» Request
Reproduce the listing below word for word, from its first line to its last.
BEGIN Given information
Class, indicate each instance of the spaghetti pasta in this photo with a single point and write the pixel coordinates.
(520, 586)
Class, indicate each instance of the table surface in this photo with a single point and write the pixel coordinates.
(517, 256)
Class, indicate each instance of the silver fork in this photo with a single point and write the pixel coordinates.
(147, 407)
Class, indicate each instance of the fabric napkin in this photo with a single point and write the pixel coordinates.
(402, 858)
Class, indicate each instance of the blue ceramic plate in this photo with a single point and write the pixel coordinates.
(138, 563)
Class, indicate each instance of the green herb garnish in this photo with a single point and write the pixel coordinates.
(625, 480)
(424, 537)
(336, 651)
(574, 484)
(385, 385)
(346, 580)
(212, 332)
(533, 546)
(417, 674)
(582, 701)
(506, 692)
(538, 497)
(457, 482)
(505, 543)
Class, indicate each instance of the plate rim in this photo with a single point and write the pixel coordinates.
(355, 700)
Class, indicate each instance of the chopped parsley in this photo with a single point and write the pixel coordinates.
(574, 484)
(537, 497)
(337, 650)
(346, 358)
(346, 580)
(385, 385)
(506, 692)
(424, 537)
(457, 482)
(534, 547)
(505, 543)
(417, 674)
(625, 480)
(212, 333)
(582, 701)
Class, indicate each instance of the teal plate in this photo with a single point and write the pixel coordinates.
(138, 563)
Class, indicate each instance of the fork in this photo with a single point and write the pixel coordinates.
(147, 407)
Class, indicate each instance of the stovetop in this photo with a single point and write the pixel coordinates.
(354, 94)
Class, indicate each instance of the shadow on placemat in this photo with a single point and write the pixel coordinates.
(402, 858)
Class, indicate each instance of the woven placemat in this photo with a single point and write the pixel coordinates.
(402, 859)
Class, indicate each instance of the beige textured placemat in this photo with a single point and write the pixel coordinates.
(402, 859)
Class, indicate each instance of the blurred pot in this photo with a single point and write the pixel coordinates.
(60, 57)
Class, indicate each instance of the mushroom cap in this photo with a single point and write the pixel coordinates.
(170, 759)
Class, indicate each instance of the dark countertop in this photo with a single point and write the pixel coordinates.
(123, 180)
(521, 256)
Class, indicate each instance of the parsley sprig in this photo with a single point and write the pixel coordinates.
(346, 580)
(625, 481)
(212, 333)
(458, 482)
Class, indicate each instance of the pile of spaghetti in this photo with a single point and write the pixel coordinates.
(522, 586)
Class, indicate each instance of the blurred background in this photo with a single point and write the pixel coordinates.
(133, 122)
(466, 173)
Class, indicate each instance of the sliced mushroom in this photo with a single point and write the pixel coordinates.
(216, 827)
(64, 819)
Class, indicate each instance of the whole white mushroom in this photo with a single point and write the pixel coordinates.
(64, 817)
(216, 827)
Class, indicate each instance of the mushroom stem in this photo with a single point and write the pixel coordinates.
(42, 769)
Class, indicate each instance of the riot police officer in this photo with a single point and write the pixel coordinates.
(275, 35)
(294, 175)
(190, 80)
END Given information
» Written answer
Class, indicate each instance of the spaghetti pasta in this photo with a single point and write the pixel coordinates.
(520, 586)
Class, indicate each instance of the table surface in this photo with a single point and write the pixel coordinates.
(517, 256)
Class, indicate each instance of the silver fork in this photo with a single point and write the pixel coordinates.
(147, 407)
Class, indicate each instance of the fabric napkin in this photo with a single point and write the pixel coordinates.
(402, 858)
Class, indicate each instance of the blue ceramic plate in this photo with a single point and write the pixel coordinates.
(138, 563)
Class, indicate each instance of the green herb garnish in this photo with a single point and write the pixel coordinates.
(625, 480)
(424, 537)
(336, 651)
(574, 484)
(385, 385)
(346, 580)
(212, 332)
(533, 546)
(417, 674)
(582, 701)
(506, 692)
(538, 497)
(457, 482)
(505, 543)
Class, indicate each instance of the plate rim in this photo with a single point and write the pixel coordinates.
(355, 700)
Class, indicate each instance of the chopped parsley in this photo with a single point and write the pixel coordinates.
(574, 484)
(537, 497)
(337, 650)
(346, 358)
(346, 580)
(385, 385)
(506, 692)
(424, 537)
(457, 482)
(534, 547)
(505, 543)
(417, 674)
(625, 480)
(212, 333)
(582, 701)
Class, indicate each instance of the teal plate in this photo with a single point and write the pixel coordinates.
(138, 563)
Class, indicate each instance of the fork in this photo with a single point and write the pixel coordinates.
(147, 407)
Class, indicate each instance of the stovetop in this photo with a single point and write the pixel coordinates.
(354, 94)
Class, indicate each instance of the shadow on placemat in this photo with a single point and write the pixel coordinates.
(402, 858)
Class, indicate each instance of the woven placemat in this photo with a single point and write the pixel coordinates.
(402, 859)
Class, indicate each instance of the beige textured placemat in this photo with a single point and write the pixel coordinates.
(402, 859)
Class, indicate each instance of the blurred pot in this photo with a single point and write the pixel coordinates.
(60, 57)
Class, indicate each instance of the mushroom cap in this photo with a single point and write the pixel coordinates.
(170, 759)
Class, indicate each instance of the dark countertop in this photo with a single point and write the pixel coordinates.
(123, 180)
(521, 256)
Class, indicate each instance of the parsley sprig in this photo with a single point and write the pixel coordinates.
(346, 580)
(625, 481)
(212, 333)
(458, 482)
Class, indicate each instance of the pile of spaghetti in this photo with a single point and write the pixel coordinates.
(522, 586)
Class, indicate each instance of the blurred background in this photo with a single point and write the pixel coordinates.
(133, 122)
(466, 173)
Class, indicate each instance of the sliced mushroom in this photo with a single point and write the pixel coordinates.
(216, 827)
(64, 819)
Class, indicate each instance of the whole white mushroom in this photo with a single point and write the pixel coordinates.
(64, 817)
(216, 827)
Class, indicate each instance of the mushroom stem in this photo with a single point and write the pixel coordinates.
(42, 769)
Class, indicate each instance of the riot police officer in this photo with a single point and write the pixel coordinates.
(275, 35)
(294, 175)
(190, 80)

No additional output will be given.